» Page extract:
Gibbs Sampling for the Multivariate Normal

Posted on Feb 13, 2019

Tags: Gibbs, Multivariate, Normal

This note is based on Chapter 7 of Hoff PD. A first course in Bayesian statistical methods. Springer Science & Business Media; 2009 Jun 2.

A $p$-dimensional data vector $\Y$ has a multivariate normal distribution if its sampling density is given by

\[p(\y\mid \btheta,\Sigma) = (2\pi)^{-p/2}\vert \Sigma\vert^{-1/2}\exp\{-(\y-\btheta)'\Sigma^{-1}(\y-\btheta)/2\}\]

A convenient prior distribution for the multivariate mean $\btheta$ is a multivariate normal distribution, which can be parameterized as

\[\begin{align*} p(\btheta) &= MN(\bmu_0,\Lambda_0)\\ &\propto \exp\Big(-\frac 12\btheta'\Lambda_0^{-1}\btheta + \btheta'\Lambda_0^{-1}\bmu_0\Big)\\ &\triangleq\exp\Big(-\frac 12\btheta'\A\btheta + \btheta'\b_0\Big)\,. \end{align*}\]

The joint sampling density of the observed vectors $\y_1,\ldots,y_n$ is

\[p(\y_1,\ldots,y_n\mid \btheta,\Sigma) \propto \exp\Big(-\frac 12\btheta'\A_1\btheta+\btheta'\b_1\Big)\,,\]

where $\A_1=n\Sigma^{-1},\b_1 = n\Sigma^{-1}\bar \y$. Thus, the posterior distribution of $\btheta$ is

\[\begin{align*} p(\btheta\mid \y_1,\ldots,\y_n,\Sigma) &\propto \exp\Big(-\frac 12\btheta'\A_0\btheta+\btheta'\b_0\Big)\cdot \exp\Big(-\frac 12\btheta'\A_1\btheta+\btheta'\b_1\Big)\\ &=\exp\Big(-\frac 12\btheta'\A_n\btheta+\btheta'\b_n\Big)\,, \end{align*}\]

where

\[\begin{align*} \A_n &= \A_0 + \A_1 = \Lambda_0^{-1} + n\Sigma^{-1}\\ \b_n &= \b_0 + \b_1 = \Lambda_0^{-1}\bmu_0 + n\Sigma^{-1}\bar\y\,. \end{align*}\]

Hence,

\[\btheta\mid \y_1,\ldots,\y_n,\Sigma\sim MN(\bmu_n,\Lambda_n)\,,\]

where

\[\begin{align*} \Lambda_n &= \A_n^{-1} = (\Lambda_0^{-1}+n\Sigma^{-1})^{-1}\\ \bmu_n &= \A_n^{-1}\b_n = (\Lambda_0^{-1}+n\Sigma^{-1})^{-1}(\Lambda_0^{-1}\bmu_0+n\Sigma^{-1}\bar\y) \end{align*}\]

The sum of squares matrix of a collection of multivariate vectors $\z_1,\ldots,\z_n$ is given by

\[\sum_{i=1}^n\z_i\z_i' = \Z'\Z\,,\]

where $\Z$ is the $n\times p$ matrix whose $i$-th row is $\z_i’$.

» Excerpted data:
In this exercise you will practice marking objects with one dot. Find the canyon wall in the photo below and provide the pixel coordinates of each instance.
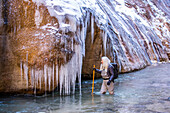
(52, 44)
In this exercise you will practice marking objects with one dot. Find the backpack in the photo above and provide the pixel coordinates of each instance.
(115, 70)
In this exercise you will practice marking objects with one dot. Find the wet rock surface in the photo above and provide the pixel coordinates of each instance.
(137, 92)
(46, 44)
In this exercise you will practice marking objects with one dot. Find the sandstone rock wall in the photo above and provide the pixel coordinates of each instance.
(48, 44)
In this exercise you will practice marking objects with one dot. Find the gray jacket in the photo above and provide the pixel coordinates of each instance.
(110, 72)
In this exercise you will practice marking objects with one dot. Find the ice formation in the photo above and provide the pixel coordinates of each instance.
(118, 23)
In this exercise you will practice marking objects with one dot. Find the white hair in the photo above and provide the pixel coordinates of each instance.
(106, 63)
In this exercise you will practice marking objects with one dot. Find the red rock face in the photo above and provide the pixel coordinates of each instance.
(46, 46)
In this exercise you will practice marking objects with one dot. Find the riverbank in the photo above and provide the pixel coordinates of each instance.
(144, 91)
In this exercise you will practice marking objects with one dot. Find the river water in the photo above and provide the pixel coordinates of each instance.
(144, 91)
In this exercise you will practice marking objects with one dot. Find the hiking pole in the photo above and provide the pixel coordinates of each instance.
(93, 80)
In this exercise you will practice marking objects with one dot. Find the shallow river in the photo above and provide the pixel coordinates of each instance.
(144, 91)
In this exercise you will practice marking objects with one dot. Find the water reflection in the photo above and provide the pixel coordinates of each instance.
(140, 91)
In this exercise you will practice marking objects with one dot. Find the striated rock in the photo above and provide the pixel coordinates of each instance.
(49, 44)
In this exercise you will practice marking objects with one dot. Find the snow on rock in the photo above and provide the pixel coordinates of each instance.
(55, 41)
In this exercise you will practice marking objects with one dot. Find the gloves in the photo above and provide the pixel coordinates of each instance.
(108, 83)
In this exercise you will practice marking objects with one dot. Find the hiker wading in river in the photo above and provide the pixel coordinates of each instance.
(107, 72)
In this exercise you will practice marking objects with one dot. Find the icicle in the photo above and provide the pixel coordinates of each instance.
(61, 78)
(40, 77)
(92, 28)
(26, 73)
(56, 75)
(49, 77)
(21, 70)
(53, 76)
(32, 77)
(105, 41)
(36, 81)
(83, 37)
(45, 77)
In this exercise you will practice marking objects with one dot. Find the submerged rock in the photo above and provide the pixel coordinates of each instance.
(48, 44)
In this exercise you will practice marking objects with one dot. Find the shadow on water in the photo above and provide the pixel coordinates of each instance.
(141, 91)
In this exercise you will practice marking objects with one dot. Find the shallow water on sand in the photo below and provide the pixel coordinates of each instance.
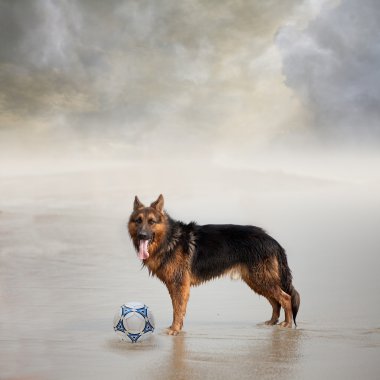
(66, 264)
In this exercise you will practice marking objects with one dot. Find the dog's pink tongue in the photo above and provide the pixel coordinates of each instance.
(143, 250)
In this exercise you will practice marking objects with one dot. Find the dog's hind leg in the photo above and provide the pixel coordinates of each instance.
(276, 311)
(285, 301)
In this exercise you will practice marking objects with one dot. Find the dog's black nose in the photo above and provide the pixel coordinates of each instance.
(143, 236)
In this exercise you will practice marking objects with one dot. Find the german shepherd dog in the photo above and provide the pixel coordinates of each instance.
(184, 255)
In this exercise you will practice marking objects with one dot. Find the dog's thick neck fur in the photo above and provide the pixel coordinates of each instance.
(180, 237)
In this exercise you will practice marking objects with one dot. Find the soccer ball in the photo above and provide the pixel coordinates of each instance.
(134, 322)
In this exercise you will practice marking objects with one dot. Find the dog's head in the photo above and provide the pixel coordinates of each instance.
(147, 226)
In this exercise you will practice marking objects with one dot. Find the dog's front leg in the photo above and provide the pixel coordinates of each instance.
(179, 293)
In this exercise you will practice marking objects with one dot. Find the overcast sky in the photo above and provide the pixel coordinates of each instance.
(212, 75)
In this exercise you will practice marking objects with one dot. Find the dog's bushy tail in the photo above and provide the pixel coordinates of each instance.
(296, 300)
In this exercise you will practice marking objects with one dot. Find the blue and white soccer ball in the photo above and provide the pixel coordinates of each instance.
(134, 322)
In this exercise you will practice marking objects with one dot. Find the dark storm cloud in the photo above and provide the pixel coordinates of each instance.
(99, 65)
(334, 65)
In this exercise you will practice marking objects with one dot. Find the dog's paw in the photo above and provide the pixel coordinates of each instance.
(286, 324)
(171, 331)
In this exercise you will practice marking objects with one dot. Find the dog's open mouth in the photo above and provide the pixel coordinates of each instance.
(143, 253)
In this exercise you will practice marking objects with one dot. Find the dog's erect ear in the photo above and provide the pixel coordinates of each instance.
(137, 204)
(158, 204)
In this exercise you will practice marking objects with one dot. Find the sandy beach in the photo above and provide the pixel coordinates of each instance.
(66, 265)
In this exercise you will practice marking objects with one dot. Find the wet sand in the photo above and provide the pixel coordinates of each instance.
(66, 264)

» What is asked:
Continue the note on Gibbs sampling for the multivariate normal, starting after its last sentence.

» Output for this task:
This suggests the following construction of a “random” covariance matrix: For a given positive integer $\nu_0$ and a $p\times p$ covariance matrix $\Phi_0$,

• sample $\z_1,\ldots,\z_{\nu_0}\sim MN(\0, \Phi_0)$ i.i.d.
• calculate $\Z’\Z=\sum_{i=1}^{\nu_0}\z_i\z_i’$

Repeat this procedure over and over again, generating matrices $\Z_1’\Z_1,\ldots,\Z_S’\Z_S$. The population distribution of these sum of squares matrices is called a Wishart distribution with parameters $(\nu_0,\Phi_0)$.

Consider the prior distribution $\Sigma\sim IW(\nu_0,\S_0^{-1})$, the full conditional distribution of $\Sigma$ would be

\[\Sigma\mid \y_1,\ldots,\y_n,\btheta\sim IW(\nu_0+n, [\S_0+\S_\btheta]^{-1})\,.\]

Hopefully this result seems somewhat intuitive: We can think of $\nu_0+n$ as the “posterior sample size”, being the sum of the “prior sample size” $\nu_0$ and the data sample size.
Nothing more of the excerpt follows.